### Task prompt
Nothing but the lines from the line with "point: the woman's eye, a" through the end of the data is to be copied, and each is to be copied exactly.

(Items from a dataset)
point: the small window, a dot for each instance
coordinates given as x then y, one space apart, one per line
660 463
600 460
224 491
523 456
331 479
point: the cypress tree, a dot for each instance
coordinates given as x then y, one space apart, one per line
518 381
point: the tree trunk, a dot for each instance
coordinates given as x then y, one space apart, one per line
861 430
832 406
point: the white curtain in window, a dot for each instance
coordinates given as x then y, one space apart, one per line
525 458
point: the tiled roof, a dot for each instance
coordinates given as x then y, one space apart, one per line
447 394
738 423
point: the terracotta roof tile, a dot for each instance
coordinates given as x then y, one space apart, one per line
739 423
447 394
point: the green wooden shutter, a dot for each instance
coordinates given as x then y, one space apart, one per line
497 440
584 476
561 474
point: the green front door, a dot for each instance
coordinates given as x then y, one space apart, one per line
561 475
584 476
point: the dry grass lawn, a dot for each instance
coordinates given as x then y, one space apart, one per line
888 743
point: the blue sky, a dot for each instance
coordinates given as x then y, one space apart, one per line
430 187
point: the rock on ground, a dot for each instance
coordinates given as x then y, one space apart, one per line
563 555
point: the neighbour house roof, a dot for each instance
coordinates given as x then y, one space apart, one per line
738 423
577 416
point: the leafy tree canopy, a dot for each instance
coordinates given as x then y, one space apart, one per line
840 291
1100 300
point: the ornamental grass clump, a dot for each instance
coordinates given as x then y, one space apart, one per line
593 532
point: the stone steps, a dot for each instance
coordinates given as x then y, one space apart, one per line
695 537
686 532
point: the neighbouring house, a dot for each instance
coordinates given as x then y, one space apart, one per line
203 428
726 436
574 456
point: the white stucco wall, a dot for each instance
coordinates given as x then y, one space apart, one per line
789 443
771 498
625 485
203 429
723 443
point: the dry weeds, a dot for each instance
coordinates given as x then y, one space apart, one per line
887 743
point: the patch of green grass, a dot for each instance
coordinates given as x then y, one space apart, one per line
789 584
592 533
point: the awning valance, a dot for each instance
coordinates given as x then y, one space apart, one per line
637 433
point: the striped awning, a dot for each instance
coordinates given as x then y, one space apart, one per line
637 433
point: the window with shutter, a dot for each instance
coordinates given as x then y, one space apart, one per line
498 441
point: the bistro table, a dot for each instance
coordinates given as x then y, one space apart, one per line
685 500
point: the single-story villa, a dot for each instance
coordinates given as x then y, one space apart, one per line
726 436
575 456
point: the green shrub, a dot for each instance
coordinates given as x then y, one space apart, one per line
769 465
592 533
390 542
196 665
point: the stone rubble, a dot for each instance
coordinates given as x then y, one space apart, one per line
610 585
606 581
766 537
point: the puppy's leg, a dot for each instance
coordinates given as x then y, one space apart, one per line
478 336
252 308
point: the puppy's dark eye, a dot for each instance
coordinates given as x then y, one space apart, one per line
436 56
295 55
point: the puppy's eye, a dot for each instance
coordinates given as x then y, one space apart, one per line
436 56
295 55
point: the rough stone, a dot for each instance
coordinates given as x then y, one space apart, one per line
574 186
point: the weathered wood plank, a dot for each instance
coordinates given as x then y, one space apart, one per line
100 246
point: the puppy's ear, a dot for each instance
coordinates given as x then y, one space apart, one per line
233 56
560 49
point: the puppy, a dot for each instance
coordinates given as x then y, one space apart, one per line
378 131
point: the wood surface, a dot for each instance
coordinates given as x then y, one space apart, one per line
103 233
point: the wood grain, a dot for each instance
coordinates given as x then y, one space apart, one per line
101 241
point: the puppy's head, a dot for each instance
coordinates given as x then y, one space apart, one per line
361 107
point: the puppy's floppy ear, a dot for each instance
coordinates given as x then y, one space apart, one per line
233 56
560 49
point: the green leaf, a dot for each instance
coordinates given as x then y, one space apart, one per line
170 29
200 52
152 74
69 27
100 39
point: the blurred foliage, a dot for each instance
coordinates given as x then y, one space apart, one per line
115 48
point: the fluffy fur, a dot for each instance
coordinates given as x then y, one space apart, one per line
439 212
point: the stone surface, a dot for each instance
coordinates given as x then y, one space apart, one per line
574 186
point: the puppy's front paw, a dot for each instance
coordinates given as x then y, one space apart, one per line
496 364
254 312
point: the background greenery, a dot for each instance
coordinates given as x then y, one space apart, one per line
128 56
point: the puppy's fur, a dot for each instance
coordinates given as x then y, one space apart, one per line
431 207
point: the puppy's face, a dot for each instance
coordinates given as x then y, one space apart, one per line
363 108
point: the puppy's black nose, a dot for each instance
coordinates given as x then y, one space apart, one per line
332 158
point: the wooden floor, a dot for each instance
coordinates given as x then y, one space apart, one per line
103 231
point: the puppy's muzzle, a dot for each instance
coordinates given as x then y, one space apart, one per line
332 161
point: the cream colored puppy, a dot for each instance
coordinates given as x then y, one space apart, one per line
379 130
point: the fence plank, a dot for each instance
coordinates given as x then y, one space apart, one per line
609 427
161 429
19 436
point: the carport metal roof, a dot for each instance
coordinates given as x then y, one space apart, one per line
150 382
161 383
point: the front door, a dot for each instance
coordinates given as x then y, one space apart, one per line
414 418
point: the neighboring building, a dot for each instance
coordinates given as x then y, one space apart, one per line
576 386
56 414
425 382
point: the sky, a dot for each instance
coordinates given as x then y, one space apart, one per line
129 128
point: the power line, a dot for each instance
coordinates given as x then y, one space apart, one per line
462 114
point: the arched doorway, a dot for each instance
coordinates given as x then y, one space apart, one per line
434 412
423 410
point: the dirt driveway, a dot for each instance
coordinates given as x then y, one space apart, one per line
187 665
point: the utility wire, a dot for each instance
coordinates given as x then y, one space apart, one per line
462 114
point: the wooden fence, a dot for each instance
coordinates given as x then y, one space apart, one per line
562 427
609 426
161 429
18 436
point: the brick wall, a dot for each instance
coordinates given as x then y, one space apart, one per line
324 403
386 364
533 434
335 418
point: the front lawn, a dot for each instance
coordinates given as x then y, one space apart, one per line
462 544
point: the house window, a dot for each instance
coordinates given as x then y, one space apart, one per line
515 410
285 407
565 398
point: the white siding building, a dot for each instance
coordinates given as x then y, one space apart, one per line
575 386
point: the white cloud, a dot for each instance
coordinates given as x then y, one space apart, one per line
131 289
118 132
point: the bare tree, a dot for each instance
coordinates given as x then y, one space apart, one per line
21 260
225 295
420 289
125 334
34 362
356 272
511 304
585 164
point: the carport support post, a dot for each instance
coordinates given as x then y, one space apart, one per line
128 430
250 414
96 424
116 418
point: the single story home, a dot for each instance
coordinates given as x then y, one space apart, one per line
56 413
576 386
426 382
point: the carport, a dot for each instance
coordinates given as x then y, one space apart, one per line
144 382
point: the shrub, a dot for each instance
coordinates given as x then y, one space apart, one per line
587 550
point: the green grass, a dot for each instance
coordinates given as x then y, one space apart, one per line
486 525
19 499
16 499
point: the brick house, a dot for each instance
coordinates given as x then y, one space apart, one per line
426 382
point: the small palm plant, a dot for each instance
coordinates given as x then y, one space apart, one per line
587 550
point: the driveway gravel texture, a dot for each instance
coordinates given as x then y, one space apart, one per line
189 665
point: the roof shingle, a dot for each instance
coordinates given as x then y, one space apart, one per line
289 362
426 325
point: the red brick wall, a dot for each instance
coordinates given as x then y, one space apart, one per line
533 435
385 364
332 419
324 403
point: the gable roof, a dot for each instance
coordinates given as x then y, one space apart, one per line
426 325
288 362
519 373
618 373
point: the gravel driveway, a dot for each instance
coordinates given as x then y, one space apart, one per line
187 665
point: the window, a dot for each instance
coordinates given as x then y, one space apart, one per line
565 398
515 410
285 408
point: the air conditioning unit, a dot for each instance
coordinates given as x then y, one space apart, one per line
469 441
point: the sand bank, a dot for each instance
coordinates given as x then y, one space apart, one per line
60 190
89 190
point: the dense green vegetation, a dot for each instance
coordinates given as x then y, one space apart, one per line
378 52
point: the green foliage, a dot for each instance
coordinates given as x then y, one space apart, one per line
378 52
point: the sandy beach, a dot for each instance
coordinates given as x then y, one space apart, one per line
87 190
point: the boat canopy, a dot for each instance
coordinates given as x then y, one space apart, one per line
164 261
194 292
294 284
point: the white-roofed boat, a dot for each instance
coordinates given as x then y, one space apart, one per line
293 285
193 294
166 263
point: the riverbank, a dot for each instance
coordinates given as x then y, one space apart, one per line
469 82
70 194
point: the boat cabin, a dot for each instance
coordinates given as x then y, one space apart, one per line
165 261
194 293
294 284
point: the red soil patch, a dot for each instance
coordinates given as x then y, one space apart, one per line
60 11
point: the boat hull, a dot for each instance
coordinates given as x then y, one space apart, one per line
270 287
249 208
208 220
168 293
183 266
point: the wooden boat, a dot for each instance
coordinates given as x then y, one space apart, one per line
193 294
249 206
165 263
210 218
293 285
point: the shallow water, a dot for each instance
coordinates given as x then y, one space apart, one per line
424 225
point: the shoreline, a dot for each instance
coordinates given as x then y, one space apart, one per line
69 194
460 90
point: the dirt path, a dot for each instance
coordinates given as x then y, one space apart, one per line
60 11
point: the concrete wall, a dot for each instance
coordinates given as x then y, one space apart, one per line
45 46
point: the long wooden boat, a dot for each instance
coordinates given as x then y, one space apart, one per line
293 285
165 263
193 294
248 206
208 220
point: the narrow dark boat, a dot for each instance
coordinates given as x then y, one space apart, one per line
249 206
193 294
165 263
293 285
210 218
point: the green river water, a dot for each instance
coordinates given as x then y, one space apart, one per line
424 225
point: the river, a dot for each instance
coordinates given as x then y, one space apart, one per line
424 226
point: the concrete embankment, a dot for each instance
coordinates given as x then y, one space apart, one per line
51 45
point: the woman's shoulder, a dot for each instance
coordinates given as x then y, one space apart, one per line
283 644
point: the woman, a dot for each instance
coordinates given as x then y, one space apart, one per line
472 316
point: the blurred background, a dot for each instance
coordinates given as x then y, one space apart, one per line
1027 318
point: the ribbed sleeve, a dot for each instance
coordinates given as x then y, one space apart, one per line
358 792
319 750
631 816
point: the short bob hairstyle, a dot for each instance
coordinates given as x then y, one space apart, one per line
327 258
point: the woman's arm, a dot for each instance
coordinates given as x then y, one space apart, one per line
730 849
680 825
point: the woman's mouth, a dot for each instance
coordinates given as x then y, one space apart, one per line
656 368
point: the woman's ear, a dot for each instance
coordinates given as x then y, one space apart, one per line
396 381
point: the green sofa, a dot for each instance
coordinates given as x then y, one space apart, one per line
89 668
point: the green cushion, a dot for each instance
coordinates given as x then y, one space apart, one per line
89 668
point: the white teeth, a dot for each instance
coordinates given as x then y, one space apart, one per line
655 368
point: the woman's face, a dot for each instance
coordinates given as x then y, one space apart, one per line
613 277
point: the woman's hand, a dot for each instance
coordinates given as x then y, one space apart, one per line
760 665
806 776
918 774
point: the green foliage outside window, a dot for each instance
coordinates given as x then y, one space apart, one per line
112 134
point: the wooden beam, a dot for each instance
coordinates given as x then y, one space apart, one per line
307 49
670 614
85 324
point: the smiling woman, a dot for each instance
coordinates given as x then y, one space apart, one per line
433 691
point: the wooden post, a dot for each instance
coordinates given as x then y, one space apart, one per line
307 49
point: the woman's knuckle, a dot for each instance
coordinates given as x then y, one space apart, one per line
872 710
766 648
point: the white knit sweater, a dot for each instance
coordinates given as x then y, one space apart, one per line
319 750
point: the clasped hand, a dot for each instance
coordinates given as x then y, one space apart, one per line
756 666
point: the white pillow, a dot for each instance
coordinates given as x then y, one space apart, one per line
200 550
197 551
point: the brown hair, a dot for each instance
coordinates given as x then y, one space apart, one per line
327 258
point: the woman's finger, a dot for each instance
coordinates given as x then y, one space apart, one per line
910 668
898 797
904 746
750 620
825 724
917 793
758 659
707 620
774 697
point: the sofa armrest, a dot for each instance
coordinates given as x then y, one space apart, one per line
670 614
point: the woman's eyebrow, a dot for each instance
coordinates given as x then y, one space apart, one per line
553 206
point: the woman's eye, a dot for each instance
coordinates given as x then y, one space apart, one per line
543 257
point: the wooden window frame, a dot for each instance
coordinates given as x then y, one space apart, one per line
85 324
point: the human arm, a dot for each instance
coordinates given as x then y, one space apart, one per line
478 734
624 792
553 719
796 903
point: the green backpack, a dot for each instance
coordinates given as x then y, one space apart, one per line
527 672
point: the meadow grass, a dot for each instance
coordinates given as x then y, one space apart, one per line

### Response below
point: the woman's eye, a dot for each instance
coordinates given as x then y, one space apart, one per line
543 257
point: the wooden window frame, a dot for each instance
coordinates given as x then y, one space apart, one per line
85 324
point: the human arm, a dot for each instance
coordinates given as x then y, one space apart, one per line
478 734
624 792
553 719
796 903
point: the green backpack, a dot for each instance
coordinates given as x then y, one space apart, one per line
527 672
point: the meadow grass, a dot for each instance
coordinates given as x then y, one space apart, one per line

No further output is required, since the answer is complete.